### Exercise prompt
Show the lines below that contain the string "white".

### Supplied data

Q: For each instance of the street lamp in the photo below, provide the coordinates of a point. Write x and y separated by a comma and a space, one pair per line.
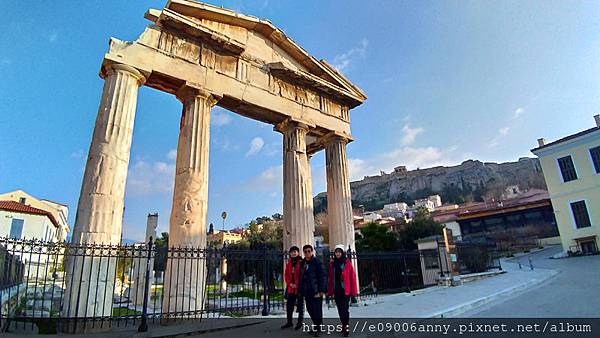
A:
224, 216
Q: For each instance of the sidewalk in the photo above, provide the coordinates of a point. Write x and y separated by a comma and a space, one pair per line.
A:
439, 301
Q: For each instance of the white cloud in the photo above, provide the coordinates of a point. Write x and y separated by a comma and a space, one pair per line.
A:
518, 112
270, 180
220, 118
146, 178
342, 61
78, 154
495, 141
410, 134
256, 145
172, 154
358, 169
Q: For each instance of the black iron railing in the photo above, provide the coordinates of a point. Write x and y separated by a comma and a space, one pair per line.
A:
==
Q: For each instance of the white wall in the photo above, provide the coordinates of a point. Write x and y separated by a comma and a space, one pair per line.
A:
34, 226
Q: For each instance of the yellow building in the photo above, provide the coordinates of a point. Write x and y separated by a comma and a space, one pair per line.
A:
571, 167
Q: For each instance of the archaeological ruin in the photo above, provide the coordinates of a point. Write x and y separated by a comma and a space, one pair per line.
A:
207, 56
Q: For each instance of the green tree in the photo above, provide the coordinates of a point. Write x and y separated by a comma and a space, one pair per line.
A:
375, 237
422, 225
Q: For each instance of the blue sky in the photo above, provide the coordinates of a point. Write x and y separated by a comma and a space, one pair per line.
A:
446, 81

### Result of the task
Q: For each instance of the white cloud in the photo above, provide the coordinates of a point. Write x and y separated by a comma and a space, one pair per line.
Q: For each instance of the white wall in the photo above, provide the coordinates of a point. Write x and y separated by a comma and a space, one pair per line.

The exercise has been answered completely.